◆ Page excerpt:
------------------------

# Is there a way of removing an overzelous CaCl addition?



## scmgre (17/4/13)

I added to much calcium chloride to a wheat beer mash and the resulting kegged beer tastes awful. I can taste the chloride so much that it reminds me of a swimming pool. is there anything i can add to the keg to precipitate it out or should i just chuck it and learn from the experience.
I have since started doing sour mashes instead to lower the PH of the mash and add a tasty twang.


----------



## peas_and_corn (17/4/13)

Add more wort, you can't take brewing salts out of beer.


----------



## manticle (17/4/13)

how much did you add?


----------



## Lurks (17/4/13)

Must have been a lot?!


----------



## eamonnfoley (17/4/13)

Never add more than a teaspoon of anything if you aren't a water expert. Just learn how to manage pH.


----------



## Lecterfan (17/4/13)

The best I've done with over adjusted beers is blend them. Sometimes this creates a really drinkable beer (depending on combos). I have ruined beer with calcium sulphate but not calcium chloride. Still, the night is young...


----------



## felten (17/4/13)

Swimming pool? do you mean chlorine (or medicinal/bandaid) rather than chloride (salty)?


----------



## Bizier (17/4/13)

add corriander and lacto...


----------



## scmgre (18/4/13)

------------------------

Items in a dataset
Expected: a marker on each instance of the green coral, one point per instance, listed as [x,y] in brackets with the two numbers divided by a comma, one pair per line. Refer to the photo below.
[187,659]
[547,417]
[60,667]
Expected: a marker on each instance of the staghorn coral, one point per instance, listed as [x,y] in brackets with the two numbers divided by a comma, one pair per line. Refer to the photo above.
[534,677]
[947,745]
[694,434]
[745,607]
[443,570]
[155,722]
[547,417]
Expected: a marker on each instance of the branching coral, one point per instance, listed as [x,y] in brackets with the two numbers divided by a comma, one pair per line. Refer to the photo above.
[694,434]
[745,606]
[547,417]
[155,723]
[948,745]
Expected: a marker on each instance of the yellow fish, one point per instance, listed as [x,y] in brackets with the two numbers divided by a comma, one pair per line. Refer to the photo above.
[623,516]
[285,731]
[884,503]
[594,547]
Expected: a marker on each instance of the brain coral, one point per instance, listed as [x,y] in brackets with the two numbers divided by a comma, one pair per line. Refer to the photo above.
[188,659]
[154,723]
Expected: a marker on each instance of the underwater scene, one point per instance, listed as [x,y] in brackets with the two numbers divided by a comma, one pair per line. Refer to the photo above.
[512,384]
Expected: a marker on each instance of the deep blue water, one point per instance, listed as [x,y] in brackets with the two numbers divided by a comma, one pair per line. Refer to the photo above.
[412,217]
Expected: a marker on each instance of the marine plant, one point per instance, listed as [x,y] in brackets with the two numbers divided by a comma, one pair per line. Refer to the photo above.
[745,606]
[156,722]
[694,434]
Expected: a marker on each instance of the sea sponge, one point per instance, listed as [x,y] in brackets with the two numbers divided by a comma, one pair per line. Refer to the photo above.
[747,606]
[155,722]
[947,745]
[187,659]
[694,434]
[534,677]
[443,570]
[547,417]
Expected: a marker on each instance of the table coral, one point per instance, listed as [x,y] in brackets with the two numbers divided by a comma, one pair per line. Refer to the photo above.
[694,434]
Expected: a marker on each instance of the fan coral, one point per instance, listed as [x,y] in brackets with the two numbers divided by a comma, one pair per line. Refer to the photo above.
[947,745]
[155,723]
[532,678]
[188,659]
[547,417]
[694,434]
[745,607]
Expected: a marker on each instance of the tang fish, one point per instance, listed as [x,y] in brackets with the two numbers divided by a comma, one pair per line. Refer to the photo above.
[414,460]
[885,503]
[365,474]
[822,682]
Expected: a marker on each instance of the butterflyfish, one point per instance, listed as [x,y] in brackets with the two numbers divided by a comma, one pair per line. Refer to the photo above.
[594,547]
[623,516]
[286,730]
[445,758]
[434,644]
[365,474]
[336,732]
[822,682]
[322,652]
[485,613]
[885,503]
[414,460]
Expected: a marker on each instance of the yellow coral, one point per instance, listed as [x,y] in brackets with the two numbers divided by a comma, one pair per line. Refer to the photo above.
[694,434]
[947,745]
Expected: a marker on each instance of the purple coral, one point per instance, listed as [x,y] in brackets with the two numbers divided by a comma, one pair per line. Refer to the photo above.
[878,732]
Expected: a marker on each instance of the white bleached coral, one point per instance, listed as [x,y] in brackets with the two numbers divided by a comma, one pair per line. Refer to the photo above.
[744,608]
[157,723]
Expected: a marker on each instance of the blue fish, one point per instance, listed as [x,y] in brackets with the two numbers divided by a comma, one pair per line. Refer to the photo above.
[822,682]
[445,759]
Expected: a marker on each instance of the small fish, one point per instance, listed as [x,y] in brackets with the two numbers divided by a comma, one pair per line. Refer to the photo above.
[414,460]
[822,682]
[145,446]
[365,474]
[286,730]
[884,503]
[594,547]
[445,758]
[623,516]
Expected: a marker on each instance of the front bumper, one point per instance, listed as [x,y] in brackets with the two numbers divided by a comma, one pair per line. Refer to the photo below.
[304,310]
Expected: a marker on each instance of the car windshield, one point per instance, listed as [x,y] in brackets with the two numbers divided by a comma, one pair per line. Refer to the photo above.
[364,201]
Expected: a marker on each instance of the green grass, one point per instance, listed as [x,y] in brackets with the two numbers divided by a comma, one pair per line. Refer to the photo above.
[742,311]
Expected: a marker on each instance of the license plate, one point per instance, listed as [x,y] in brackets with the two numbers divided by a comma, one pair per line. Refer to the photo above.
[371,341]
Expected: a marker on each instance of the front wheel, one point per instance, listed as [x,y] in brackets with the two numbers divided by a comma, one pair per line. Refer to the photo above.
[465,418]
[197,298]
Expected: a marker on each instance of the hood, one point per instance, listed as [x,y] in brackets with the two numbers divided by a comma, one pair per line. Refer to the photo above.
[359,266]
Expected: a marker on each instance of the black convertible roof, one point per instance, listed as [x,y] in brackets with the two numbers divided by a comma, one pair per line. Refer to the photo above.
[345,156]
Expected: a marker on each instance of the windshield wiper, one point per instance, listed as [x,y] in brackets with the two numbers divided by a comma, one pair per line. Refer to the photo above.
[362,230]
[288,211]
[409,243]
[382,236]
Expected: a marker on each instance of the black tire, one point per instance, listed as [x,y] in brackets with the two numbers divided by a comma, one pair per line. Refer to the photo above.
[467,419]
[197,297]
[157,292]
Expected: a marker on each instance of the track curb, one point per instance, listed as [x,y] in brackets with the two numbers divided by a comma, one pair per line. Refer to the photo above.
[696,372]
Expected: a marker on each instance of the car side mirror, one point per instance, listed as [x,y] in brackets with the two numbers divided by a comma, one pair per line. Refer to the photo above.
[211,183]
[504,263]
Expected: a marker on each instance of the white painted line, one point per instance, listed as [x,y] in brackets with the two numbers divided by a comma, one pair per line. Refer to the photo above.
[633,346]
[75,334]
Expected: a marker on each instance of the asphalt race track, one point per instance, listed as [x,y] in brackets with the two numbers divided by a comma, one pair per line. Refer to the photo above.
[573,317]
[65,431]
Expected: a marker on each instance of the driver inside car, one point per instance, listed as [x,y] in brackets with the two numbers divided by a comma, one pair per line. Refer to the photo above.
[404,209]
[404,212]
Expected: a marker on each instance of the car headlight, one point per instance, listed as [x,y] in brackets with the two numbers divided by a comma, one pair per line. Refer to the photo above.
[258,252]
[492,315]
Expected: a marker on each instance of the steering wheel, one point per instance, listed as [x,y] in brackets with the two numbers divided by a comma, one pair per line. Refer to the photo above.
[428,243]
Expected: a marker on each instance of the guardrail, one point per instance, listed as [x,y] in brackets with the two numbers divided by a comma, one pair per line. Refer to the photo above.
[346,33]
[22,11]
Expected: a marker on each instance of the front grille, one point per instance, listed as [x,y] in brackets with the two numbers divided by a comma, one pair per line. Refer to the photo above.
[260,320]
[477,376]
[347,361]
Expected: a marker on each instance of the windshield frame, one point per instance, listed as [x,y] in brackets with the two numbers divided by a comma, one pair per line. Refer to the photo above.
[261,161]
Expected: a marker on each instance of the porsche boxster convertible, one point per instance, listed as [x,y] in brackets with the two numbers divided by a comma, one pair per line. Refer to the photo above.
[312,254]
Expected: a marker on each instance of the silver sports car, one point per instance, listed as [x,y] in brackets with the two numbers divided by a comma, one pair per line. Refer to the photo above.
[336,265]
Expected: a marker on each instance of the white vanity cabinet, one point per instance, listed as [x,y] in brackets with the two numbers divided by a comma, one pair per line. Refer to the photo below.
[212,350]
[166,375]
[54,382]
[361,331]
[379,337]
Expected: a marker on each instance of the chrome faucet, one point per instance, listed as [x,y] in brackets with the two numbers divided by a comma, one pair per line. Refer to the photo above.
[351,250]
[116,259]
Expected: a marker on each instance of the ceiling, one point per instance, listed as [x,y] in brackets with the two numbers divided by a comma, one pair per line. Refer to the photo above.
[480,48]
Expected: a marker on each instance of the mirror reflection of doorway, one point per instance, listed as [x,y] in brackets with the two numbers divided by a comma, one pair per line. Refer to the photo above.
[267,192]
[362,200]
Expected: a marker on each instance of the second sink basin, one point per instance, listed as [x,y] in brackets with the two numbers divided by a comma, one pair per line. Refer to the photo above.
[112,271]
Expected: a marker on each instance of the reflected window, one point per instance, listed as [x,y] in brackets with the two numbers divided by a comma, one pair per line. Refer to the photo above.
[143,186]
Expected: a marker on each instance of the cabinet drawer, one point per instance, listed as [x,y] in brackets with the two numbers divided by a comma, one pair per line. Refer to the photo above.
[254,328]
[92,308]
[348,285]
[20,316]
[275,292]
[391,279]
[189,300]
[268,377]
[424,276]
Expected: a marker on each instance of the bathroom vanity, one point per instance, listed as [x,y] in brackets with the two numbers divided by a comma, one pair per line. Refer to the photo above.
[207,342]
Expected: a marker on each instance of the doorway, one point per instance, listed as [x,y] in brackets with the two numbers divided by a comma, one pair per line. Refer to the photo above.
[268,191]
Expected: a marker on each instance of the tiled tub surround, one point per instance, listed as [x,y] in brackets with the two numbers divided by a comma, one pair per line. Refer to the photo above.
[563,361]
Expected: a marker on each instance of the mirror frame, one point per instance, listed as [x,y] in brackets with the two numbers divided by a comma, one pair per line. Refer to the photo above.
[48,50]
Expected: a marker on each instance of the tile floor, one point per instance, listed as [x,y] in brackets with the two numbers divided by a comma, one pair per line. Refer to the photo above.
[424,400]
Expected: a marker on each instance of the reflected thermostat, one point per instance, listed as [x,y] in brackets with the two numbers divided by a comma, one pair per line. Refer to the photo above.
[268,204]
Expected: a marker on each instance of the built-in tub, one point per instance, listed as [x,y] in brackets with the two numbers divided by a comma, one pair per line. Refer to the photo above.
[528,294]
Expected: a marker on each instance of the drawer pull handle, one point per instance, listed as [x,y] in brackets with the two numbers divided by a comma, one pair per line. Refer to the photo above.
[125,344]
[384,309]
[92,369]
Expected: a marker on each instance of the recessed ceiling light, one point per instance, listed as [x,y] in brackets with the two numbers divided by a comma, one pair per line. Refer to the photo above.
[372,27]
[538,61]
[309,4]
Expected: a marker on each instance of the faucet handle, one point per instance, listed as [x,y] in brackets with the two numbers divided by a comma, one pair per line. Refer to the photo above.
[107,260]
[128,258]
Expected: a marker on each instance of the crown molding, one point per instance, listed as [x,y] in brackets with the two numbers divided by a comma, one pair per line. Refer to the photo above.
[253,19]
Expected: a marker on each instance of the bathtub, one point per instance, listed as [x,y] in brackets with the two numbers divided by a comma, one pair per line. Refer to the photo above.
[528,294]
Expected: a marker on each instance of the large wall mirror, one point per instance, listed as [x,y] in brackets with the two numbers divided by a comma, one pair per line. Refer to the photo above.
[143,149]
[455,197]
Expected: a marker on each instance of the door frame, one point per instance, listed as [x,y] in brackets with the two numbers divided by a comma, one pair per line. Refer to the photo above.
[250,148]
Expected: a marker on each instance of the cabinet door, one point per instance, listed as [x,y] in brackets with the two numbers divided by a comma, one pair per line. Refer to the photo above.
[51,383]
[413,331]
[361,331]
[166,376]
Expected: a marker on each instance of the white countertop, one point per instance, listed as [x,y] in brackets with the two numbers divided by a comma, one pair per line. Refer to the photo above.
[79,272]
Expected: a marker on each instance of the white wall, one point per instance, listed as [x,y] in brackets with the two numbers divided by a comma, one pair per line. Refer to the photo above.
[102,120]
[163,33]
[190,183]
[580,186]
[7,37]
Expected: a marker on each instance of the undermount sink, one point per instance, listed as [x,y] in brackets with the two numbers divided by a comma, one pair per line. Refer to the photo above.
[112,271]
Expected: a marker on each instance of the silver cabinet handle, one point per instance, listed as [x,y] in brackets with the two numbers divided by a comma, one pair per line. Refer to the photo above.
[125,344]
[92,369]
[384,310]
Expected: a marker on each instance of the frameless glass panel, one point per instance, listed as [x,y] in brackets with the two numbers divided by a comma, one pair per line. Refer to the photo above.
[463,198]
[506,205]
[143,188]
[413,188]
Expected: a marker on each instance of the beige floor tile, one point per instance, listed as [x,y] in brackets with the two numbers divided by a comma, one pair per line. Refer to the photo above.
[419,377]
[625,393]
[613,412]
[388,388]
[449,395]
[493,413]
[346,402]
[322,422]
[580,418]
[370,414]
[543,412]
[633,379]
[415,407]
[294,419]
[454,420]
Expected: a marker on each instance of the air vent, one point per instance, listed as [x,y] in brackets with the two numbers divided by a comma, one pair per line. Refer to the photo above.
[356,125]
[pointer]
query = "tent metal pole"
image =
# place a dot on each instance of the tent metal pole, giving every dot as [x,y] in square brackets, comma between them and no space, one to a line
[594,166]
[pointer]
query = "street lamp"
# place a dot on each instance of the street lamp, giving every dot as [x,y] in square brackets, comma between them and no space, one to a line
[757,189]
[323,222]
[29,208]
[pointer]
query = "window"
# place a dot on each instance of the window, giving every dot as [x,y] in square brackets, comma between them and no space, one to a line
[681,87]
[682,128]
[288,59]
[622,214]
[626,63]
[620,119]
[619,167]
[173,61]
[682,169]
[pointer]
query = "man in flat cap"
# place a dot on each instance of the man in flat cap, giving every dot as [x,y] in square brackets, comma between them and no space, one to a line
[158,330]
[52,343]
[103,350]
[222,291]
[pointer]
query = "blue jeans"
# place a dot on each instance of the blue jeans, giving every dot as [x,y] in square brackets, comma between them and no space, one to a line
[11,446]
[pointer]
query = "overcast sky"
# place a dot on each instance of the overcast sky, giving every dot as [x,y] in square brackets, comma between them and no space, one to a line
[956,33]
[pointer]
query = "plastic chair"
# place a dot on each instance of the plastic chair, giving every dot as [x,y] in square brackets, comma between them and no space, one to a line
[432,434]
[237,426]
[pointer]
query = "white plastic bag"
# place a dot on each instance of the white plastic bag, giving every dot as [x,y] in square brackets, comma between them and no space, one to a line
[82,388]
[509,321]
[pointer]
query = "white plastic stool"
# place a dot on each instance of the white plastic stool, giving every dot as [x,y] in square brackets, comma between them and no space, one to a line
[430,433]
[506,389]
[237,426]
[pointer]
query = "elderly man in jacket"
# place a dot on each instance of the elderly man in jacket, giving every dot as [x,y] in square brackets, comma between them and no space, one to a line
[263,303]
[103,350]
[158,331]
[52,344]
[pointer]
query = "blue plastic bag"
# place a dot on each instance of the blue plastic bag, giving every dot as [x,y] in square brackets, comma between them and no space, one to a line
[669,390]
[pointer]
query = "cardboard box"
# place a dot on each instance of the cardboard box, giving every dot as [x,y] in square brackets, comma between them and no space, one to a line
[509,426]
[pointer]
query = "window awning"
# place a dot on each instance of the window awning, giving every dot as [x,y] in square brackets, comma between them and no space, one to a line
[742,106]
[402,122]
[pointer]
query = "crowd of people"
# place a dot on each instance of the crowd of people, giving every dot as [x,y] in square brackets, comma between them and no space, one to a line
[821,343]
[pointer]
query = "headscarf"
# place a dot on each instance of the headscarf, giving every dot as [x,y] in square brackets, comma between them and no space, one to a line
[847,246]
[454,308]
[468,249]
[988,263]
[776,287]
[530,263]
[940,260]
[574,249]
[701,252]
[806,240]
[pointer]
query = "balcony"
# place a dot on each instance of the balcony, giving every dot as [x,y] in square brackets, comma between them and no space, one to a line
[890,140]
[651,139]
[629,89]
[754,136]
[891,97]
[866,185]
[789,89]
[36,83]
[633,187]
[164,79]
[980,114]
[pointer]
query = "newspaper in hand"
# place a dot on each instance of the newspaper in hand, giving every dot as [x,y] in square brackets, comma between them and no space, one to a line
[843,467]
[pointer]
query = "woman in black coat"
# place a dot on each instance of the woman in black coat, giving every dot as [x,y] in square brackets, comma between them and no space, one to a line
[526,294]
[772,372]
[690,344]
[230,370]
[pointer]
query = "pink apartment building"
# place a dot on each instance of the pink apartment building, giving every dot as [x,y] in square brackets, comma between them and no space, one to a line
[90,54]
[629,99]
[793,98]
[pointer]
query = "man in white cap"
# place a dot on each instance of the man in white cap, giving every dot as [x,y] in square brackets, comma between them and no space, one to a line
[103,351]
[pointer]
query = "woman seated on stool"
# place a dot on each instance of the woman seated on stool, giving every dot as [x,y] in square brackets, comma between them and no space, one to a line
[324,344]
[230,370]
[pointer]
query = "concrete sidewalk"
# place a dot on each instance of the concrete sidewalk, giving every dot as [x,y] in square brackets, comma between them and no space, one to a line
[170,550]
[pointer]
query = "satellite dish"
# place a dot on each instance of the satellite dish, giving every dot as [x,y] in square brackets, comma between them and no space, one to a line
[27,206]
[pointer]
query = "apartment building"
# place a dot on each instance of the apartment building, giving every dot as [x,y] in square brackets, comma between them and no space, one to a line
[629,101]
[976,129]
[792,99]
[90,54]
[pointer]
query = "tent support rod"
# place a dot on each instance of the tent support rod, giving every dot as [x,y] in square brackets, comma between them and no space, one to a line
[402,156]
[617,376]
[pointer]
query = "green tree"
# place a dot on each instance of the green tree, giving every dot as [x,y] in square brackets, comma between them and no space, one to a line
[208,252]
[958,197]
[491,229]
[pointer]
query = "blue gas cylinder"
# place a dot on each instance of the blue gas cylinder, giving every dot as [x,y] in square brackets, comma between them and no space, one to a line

------------------------

◆ Brief 1: Print the calcium chloride thread between "The best I've" and "night is young...", inclusive.
◆ Brief 2: Name every user other than scmgre who posted in the calcium chloride thread.
◆ Brief 3: For each statement, answer yes or no on whether it agrees with the calcium chloride thread, and quote the words that settle it: (a) The calcium chloride was added to a wheat beer mash. (b) Lecterfan has ruined beer with calcium chloride. (c) peas_and_corn says brewing salts can be taken out of beer.

◆ Expected answer 1:
The best I've done with over adjusted beers is blend them. Sometimes this creates a really drinkable beer (depending on combos). I have ruined beer with calcium sulphate but not calcium chloride. Still, the night is young...

◆ Expected answer 2: peas_and_corn, manticle, Lurks, eamonnfoley, Lecterfan, felten, Bizier

◆ Expected answer 3:
(a) Yes: "I added to much calcium chloride to a wheat beer mash"
(b) No: "I have ruined beer with calcium sulphate but not calcium chloride."
(c) No: "you can't take brewing salts out of beer."